• _DATA EXTRACT_
══════════
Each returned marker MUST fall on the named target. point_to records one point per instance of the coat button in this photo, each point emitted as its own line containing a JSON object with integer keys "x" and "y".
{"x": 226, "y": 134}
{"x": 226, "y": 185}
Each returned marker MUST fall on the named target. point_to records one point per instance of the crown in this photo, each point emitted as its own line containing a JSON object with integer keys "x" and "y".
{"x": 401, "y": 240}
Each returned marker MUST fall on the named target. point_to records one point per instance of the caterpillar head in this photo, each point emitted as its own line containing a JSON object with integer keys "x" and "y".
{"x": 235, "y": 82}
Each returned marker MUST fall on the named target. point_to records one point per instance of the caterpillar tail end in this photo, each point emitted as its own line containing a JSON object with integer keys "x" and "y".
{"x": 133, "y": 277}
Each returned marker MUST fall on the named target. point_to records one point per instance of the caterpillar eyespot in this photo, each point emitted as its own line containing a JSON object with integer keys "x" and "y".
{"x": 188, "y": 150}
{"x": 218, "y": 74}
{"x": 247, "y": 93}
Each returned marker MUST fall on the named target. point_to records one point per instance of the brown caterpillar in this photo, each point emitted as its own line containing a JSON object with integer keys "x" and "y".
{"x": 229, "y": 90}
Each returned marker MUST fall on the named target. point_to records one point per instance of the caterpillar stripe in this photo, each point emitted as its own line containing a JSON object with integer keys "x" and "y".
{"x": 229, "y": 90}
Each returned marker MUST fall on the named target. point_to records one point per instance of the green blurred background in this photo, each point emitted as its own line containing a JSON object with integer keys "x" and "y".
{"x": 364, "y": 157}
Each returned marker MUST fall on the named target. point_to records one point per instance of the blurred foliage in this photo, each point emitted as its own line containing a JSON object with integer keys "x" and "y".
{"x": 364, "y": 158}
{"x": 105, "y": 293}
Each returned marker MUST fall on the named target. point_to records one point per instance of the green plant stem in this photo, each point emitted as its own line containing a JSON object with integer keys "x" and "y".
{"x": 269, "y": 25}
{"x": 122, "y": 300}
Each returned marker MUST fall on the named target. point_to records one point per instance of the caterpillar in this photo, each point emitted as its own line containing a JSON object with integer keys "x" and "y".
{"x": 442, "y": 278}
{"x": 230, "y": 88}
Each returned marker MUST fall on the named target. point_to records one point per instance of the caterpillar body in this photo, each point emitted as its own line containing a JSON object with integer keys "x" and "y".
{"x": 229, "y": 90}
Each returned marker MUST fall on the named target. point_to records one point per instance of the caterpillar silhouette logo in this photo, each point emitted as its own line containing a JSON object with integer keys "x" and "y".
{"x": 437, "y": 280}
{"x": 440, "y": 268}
══════════
• _ABOUT THIS EXERCISE_
Repeat the material above in full. Change no word.

• _RESULT FOR THIS EXERCISE_
Each returned marker MUST fall on the named target. point_to records one point per instance of the coat button in this photo, each point emitted as its own line containing a JSON object with integer keys "x" and "y".
{"x": 226, "y": 134}
{"x": 226, "y": 185}
Each returned marker MUST fall on the named target. point_to records one point per instance of the crown in this photo, each point emitted as its own line containing a JSON object with integer keys "x" and "y".
{"x": 401, "y": 240}
Each returned marker MUST fall on the named target. point_to records one point per instance of the caterpillar head in this photo, each point emitted as its own line containing a JSON object with integer keys "x" and "y".
{"x": 235, "y": 82}
Each returned marker MUST fall on the named target. point_to records one point per instance of the caterpillar tail end in this photo, each point emitted as its own line containing a JSON object with integer keys "x" and "y".
{"x": 133, "y": 277}
Each returned marker MUST fall on the named target. point_to records one point per instance of the caterpillar eyespot in this photo, each point emitted as its own line containing a JSON object with integer keys "x" and "y".
{"x": 188, "y": 150}
{"x": 218, "y": 74}
{"x": 247, "y": 93}
Each returned marker MUST fall on the named target. point_to records one point per instance of the brown caterpillar in this photo, each point emitted as its own line containing a JSON object with integer keys "x" and "y".
{"x": 229, "y": 90}
Each returned marker MUST fall on the named target. point_to records one point per instance of the caterpillar stripe in this photo, each point emitted as its own line containing a JSON object with integer keys "x" and "y".
{"x": 229, "y": 90}
Each returned marker MUST fall on the named target. point_to records one point per instance of the green blurred background in this photo, each point emitted as its own line containing a JSON object with integer keys "x" and "y".
{"x": 364, "y": 157}
Each returned marker MUST fall on the named target. point_to records one point per instance of the blurred foliage in this photo, each point emitted as its own line containing a JSON object with integer keys "x" and "y".
{"x": 364, "y": 158}
{"x": 105, "y": 293}
Each returned marker MUST fall on the named target. point_to records one point per instance of the green plant stem in this photo, each point emitted as its own line containing a JSON object with integer keys "x" and "y".
{"x": 269, "y": 25}
{"x": 122, "y": 300}
Each returned marker MUST fall on the named target. point_to records one point per instance of the caterpillar in this photo, each point emitted as its own line containing a JSON object with integer keys "x" and "y".
{"x": 442, "y": 278}
{"x": 230, "y": 88}
Each returned marker MUST fall on the named target. point_to records one point per instance of the caterpillar body in this photo, each point emitted as its own line containing a JSON object with integer keys "x" and "y".
{"x": 229, "y": 90}
Each returned marker MUST fall on the named target. point_to records one point per instance of the caterpillar silhouette logo in this photo, each point emitted as its own line containing a JSON object with integer keys "x" and "y".
{"x": 437, "y": 280}
{"x": 440, "y": 268}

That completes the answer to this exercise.